* What the task asks
Please render the lines from the one containing "Detection annotation — mark the overcast" through the end of the entries, both included, as a Markdown table with columns Row and Line text. Number each row and leave out any blank lines.
....................
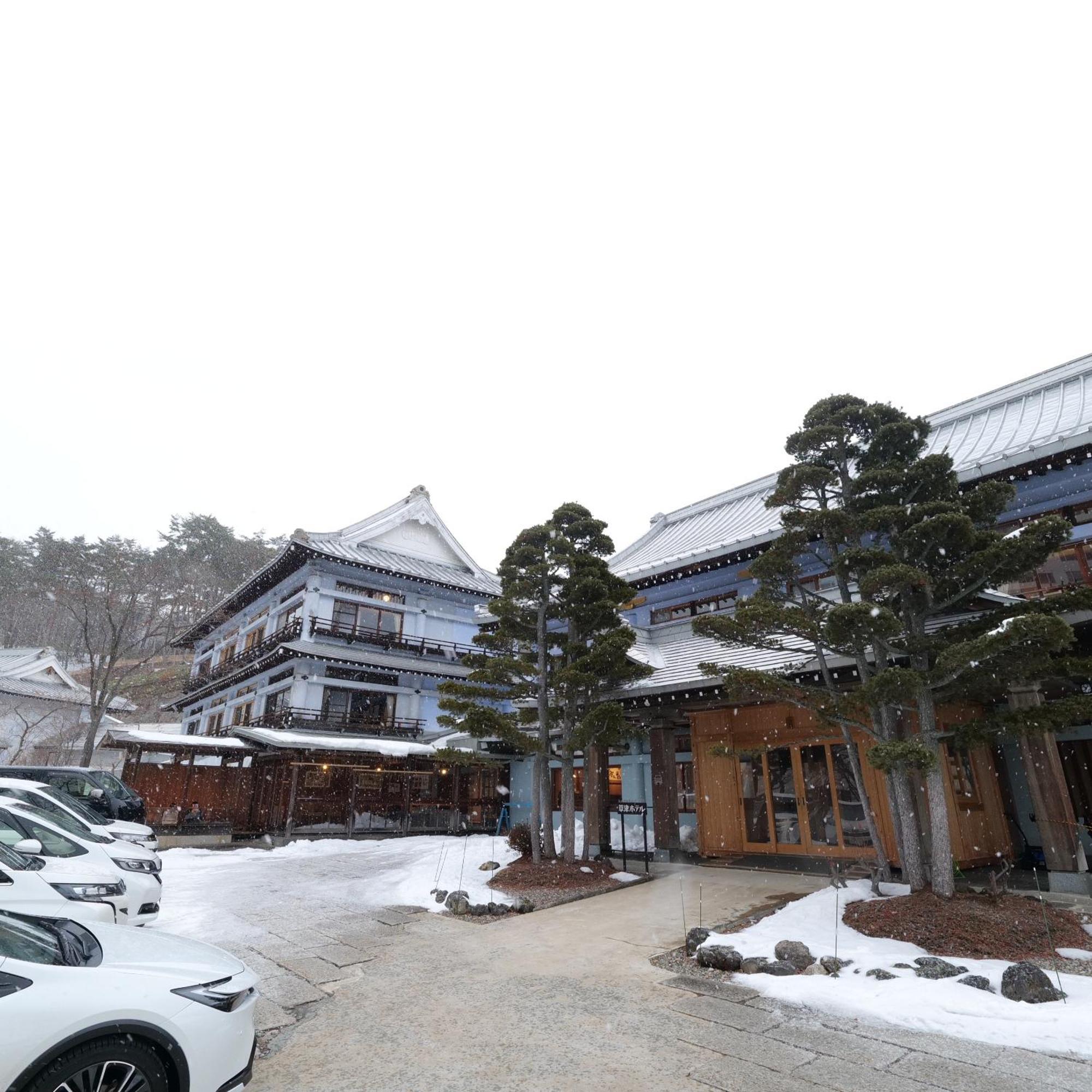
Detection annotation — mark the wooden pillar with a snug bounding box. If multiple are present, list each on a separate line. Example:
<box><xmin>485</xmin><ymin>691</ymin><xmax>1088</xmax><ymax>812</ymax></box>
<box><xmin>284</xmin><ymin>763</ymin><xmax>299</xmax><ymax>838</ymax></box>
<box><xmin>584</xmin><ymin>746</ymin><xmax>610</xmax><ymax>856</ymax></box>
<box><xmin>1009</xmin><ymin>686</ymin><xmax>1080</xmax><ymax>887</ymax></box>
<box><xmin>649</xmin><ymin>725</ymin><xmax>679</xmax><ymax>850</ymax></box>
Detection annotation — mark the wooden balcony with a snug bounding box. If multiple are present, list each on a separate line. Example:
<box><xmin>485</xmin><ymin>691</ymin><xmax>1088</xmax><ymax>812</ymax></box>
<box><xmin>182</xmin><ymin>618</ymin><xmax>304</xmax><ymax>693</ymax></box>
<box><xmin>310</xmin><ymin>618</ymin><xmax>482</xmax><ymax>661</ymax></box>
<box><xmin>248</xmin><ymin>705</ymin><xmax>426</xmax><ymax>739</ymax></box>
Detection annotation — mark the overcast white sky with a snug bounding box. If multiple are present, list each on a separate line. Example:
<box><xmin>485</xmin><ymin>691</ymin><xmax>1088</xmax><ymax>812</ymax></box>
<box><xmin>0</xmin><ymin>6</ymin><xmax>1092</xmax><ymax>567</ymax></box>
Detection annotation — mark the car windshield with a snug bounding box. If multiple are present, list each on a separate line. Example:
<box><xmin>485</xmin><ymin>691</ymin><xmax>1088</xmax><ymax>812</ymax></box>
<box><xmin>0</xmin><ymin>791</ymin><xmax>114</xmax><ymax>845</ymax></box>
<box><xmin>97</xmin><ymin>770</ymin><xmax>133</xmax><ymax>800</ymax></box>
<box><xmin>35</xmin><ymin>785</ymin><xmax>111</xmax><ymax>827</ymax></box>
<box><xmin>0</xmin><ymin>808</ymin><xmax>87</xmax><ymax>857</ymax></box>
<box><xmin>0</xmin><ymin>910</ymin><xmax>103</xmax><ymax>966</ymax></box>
....................
* Response
| Row | Line text |
|---|---|
| 1 | Detection annotation — mark the overcast white sky with a snug bounding box. If multiple are present, list each on a separate line. Example: |
| 2 | <box><xmin>485</xmin><ymin>691</ymin><xmax>1088</xmax><ymax>812</ymax></box> |
| 3 | <box><xmin>0</xmin><ymin>6</ymin><xmax>1092</xmax><ymax>567</ymax></box> |
| 4 | Detection annotation — mark the car windshield with a snug bounding box. If multiple are present, list each on a separate line. Example: |
| 5 | <box><xmin>485</xmin><ymin>691</ymin><xmax>1088</xmax><ymax>812</ymax></box> |
| 6 | <box><xmin>0</xmin><ymin>791</ymin><xmax>114</xmax><ymax>845</ymax></box> |
| 7 | <box><xmin>97</xmin><ymin>770</ymin><xmax>133</xmax><ymax>800</ymax></box> |
| 8 | <box><xmin>35</xmin><ymin>785</ymin><xmax>111</xmax><ymax>827</ymax></box> |
| 9 | <box><xmin>0</xmin><ymin>808</ymin><xmax>87</xmax><ymax>857</ymax></box> |
| 10 | <box><xmin>0</xmin><ymin>910</ymin><xmax>103</xmax><ymax>966</ymax></box> |